- Job
Swap every "rooftop" in the lines below for "building" and give the lines again with nothing else altered. Leave the pictures out of your answer.

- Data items

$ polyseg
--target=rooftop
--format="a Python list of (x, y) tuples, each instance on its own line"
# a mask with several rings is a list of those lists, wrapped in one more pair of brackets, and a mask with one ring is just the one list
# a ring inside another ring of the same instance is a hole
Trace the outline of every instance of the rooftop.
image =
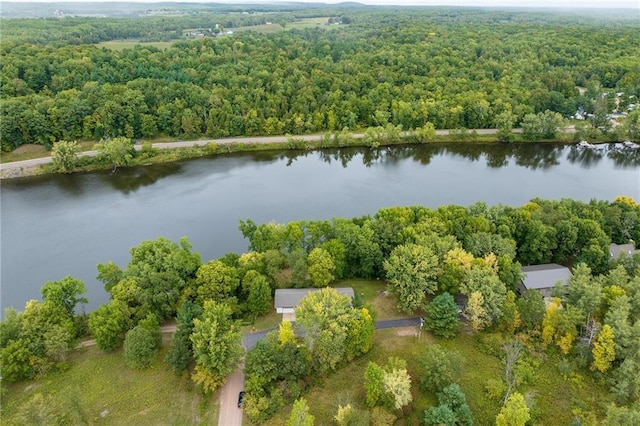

- Expected answer
$ polyseg
--target=building
--format="a Python list of (x, y) tuples, each instance on its own line"
# a mask with several rings is a list of those lists, wrapped in one more pair of brackets, and a mask with one ring is just the one list
# a ring inside another ring of the same instance is a hole
Trace the outline of every instance of the building.
image =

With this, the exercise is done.